_TASK OBJECTIVE:_ Copy everything from the line containing "of the distant" down to the end of the records, requests included, and add 16 to every coordinate in the answers.

_PROVIDED RECORDS:_
**********

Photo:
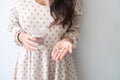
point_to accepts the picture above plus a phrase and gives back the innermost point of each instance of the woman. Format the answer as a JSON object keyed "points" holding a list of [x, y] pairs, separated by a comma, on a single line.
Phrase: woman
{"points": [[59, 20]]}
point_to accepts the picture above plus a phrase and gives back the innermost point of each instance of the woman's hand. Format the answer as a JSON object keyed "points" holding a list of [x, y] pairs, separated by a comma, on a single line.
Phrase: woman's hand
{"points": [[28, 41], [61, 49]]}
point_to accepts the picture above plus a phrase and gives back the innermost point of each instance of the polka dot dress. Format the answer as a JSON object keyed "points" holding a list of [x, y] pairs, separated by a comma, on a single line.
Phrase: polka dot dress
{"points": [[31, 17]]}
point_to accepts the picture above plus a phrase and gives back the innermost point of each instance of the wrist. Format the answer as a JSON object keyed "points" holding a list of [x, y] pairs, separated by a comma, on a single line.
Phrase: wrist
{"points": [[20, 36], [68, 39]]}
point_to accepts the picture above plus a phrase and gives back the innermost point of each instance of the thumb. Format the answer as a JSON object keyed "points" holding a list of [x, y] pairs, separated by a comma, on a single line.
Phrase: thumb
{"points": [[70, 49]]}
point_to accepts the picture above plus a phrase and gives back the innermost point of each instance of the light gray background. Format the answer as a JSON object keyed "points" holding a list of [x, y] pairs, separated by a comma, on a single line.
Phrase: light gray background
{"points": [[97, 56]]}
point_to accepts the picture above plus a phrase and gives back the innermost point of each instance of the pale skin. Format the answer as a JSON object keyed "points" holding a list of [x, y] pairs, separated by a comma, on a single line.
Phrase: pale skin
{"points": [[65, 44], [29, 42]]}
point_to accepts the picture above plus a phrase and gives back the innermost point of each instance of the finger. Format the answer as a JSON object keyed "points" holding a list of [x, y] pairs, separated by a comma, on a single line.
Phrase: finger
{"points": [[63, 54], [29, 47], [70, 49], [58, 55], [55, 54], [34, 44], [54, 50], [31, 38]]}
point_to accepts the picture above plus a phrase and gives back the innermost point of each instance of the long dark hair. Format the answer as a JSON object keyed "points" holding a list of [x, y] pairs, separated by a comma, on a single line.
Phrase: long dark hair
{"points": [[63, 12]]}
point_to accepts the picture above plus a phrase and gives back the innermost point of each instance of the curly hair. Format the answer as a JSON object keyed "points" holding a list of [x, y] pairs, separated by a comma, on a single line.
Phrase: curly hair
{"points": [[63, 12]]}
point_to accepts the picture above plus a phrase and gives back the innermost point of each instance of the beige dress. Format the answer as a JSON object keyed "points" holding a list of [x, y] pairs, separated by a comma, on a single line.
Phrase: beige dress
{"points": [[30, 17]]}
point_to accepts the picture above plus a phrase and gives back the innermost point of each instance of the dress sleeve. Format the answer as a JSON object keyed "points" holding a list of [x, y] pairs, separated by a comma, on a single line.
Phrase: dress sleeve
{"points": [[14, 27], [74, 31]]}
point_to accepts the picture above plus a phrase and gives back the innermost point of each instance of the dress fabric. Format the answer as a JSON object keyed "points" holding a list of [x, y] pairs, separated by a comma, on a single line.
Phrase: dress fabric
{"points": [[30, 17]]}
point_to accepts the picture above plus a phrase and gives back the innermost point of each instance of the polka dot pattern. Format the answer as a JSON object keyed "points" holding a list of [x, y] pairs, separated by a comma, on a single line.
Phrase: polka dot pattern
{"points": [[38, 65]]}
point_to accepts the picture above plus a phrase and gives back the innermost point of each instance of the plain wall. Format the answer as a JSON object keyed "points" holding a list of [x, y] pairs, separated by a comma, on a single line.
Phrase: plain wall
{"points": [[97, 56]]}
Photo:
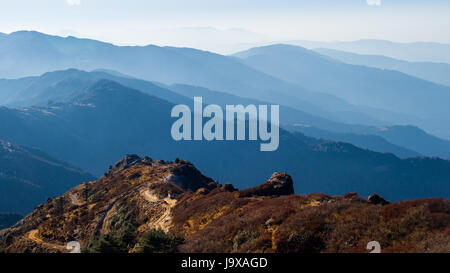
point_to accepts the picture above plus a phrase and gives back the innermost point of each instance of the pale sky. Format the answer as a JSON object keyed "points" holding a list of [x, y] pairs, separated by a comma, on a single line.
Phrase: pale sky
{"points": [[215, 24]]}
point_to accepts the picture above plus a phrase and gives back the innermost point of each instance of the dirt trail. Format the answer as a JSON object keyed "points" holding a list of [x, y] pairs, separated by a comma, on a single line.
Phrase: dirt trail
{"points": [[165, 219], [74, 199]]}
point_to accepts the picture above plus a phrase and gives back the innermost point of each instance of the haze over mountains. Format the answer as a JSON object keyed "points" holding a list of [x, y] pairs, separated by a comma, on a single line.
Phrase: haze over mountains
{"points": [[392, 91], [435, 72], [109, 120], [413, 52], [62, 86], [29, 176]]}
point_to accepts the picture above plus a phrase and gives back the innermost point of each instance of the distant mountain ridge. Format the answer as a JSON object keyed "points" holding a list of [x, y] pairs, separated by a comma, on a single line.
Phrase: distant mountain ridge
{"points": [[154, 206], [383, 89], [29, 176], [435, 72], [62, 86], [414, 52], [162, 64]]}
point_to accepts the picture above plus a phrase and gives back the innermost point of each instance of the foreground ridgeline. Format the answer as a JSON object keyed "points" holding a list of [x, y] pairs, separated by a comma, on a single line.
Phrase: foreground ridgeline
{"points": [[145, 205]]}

**********

_OUTPUT BELOW:_
point_to accepts the picture above plus a phrase and gives back the innermost point of each instance of the distant mountain ridge. Format the answer as a JSON object keyed "points" holding a list of [x, y] pairs, separated by a comma, on a single line.
Phrase: distant mountain ridge
{"points": [[170, 222], [399, 105], [45, 192], [451, 88], [78, 102], [430, 68], [178, 80]]}
point_to accepts the picture above plus a phrase and gives back the innermost point of each instance of the foreground ridgeline. Format the answer as a JSON object keyed "points" holding a list of [x, y] pairs, separated by a comma, on a single line.
Phrase: foreground ridgeline
{"points": [[161, 221]]}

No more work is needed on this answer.